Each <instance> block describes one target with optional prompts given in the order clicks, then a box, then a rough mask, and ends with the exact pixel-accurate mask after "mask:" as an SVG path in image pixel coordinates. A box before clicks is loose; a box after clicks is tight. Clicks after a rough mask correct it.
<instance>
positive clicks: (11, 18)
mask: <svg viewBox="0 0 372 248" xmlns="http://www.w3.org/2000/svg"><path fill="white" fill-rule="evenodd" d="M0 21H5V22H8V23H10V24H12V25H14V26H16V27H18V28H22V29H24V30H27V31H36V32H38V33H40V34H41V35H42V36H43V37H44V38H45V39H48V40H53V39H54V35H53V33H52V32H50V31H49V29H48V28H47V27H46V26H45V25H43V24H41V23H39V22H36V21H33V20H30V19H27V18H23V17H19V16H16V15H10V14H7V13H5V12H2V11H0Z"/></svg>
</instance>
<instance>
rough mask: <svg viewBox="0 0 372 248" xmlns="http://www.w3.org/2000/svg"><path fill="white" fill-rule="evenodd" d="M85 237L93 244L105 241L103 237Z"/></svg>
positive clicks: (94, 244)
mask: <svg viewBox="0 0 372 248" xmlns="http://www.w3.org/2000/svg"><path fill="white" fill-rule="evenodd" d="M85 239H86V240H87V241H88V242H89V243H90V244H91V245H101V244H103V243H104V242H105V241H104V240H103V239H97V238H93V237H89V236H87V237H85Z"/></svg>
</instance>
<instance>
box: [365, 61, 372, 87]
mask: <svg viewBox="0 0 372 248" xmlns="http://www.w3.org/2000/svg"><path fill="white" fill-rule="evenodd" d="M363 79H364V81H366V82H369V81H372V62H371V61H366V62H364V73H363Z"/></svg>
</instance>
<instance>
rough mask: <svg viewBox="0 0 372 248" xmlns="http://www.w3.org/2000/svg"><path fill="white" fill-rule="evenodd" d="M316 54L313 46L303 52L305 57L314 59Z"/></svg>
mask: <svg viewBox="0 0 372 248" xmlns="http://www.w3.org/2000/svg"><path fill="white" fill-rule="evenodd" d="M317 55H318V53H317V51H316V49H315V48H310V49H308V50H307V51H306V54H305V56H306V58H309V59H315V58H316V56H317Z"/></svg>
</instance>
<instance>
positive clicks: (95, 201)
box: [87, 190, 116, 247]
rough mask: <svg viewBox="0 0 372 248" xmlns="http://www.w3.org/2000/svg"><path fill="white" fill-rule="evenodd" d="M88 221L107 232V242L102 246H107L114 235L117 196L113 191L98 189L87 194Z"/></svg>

•••

◆ TASK TO CARRY OUT
Copy exactly, with no other lines, the stretch of the material that begins at the line containing "positive clicks: (95, 201)" and ends at its last line.

◆ YOUR RESPONSE
positive clicks: (95, 201)
box: [87, 190, 116, 247]
rough mask: <svg viewBox="0 0 372 248" xmlns="http://www.w3.org/2000/svg"><path fill="white" fill-rule="evenodd" d="M88 221L107 232V242L102 246H107L114 235L117 196L113 191L98 189L87 194Z"/></svg>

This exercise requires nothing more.